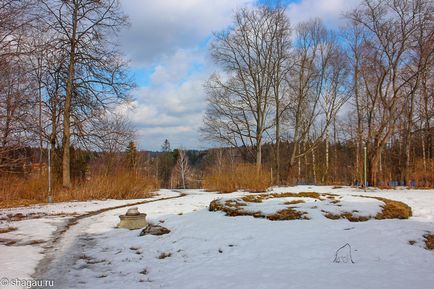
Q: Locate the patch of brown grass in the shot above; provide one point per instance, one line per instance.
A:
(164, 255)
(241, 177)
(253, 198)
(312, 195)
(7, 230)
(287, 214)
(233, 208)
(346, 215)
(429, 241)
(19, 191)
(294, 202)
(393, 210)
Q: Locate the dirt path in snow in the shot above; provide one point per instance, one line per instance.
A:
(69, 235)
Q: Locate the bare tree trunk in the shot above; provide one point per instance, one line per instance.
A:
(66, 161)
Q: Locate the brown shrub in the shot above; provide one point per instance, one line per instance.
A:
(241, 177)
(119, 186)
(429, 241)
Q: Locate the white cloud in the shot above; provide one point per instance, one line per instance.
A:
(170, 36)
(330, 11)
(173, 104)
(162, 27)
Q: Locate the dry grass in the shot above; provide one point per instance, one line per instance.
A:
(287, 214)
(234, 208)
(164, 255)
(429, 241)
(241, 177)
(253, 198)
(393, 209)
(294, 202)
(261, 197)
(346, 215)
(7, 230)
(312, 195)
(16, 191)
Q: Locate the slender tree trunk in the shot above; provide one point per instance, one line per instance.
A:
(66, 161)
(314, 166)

------------------------------------------------------------

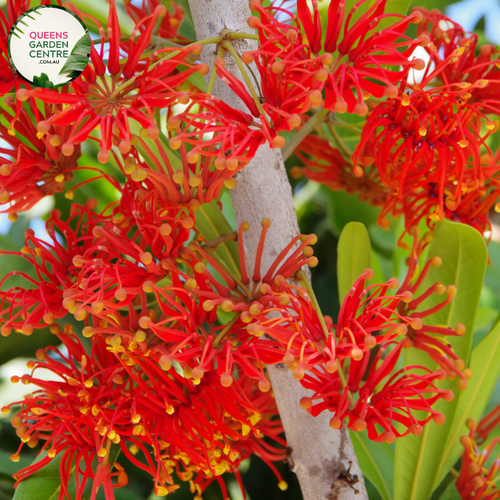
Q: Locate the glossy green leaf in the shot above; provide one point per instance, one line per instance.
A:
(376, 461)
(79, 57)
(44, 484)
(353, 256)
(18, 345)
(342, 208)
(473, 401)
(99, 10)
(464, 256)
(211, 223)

------------------------------------------------------------

## HOW TO COMPLETE THIS TASK
Report the lines above that contain "provide".

## RESPONSE TO THE TASK
Q: Locate the patch of brown grass in the shot above; provide one point per instance, one line per instance.
Q: Locate the dirt path in snow in the shot above; provide one point per instance, one line per instance.
Q: Locate the bare tree trunk in the shot above; provide one point per instance, one line per instance.
Q: Locate the brown shrub in the shot above; provide one point per instance, one line per instance.
Q: Locate the white cloud in the shot above; provide one point per instance, one line per instance.
Q: Locate the dry grass in the shot above; provide one point per instance, one line per instance.
Q: Locate the slender tree trunk in the shot above; provide one point per instance, one line per instance.
Q: Locate the glossy green leaf in the shot above; provide one point per instance, one line per instance.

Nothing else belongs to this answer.